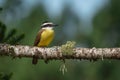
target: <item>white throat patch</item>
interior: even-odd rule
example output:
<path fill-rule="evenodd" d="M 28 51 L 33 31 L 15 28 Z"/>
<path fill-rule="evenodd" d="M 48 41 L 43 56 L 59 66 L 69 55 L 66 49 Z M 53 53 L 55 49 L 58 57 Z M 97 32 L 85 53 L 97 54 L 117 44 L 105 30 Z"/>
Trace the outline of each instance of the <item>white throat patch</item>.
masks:
<path fill-rule="evenodd" d="M 53 27 L 43 27 L 42 29 L 53 29 Z"/>

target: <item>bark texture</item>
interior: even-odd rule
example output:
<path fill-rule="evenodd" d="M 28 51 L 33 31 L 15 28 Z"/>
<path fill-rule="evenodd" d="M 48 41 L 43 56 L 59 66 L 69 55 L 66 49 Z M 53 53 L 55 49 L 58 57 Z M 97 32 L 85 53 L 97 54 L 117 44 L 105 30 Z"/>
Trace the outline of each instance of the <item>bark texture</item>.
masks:
<path fill-rule="evenodd" d="M 39 59 L 120 59 L 120 48 L 73 48 L 72 54 L 63 53 L 61 47 L 39 48 L 25 45 L 0 44 L 0 55 L 13 57 L 38 56 Z"/>

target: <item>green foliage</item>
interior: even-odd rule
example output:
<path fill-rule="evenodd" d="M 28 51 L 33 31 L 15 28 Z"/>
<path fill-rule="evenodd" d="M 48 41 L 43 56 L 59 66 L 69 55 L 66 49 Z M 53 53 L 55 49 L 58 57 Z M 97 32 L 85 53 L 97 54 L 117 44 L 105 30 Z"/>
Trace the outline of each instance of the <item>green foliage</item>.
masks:
<path fill-rule="evenodd" d="M 75 41 L 67 41 L 66 44 L 61 46 L 61 51 L 63 54 L 72 54 L 73 48 L 75 47 Z"/>
<path fill-rule="evenodd" d="M 6 25 L 0 22 L 0 43 L 17 44 L 25 37 L 24 34 L 16 36 L 16 29 L 10 30 L 8 35 L 5 36 L 6 28 Z"/>
<path fill-rule="evenodd" d="M 0 42 L 4 41 L 5 32 L 6 32 L 6 26 L 0 22 Z"/>
<path fill-rule="evenodd" d="M 10 80 L 12 75 L 13 73 L 10 74 L 0 73 L 0 80 Z"/>

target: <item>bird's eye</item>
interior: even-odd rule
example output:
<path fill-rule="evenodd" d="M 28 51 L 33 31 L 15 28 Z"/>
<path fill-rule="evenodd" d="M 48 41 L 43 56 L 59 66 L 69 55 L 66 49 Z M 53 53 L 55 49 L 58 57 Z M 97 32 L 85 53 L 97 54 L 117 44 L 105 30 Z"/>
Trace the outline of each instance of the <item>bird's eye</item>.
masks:
<path fill-rule="evenodd" d="M 47 24 L 46 26 L 47 26 L 47 27 L 48 27 L 48 26 L 49 26 L 49 27 L 52 27 L 52 25 L 51 25 L 51 24 Z"/>

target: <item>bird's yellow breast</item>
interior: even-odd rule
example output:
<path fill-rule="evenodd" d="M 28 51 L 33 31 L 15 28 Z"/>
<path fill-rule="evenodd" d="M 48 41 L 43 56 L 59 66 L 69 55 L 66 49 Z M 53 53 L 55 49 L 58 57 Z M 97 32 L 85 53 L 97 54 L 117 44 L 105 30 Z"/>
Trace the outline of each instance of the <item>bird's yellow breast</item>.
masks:
<path fill-rule="evenodd" d="M 38 46 L 45 47 L 50 44 L 54 37 L 54 30 L 52 29 L 45 29 L 40 35 L 40 42 Z"/>

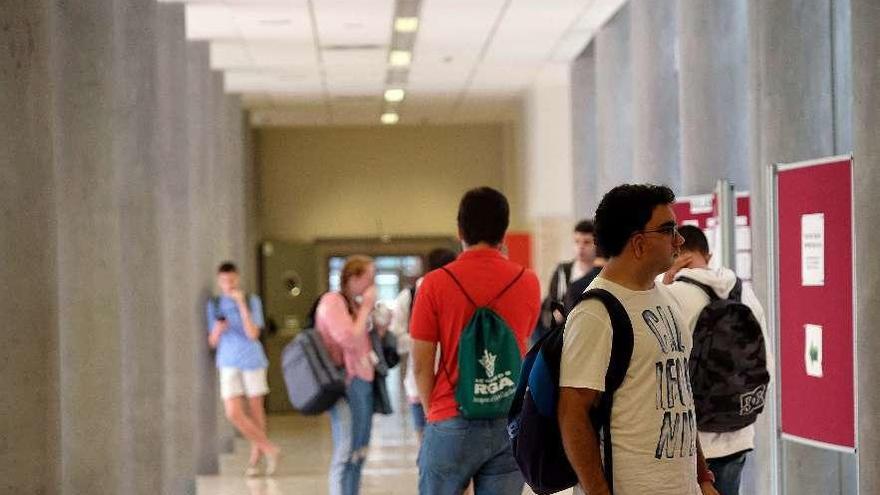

▶ WHAT IS NEEDED
Work out how many lines in the records include "throat". Only the number should be given.

▶ EXERCISE SOLUTION
2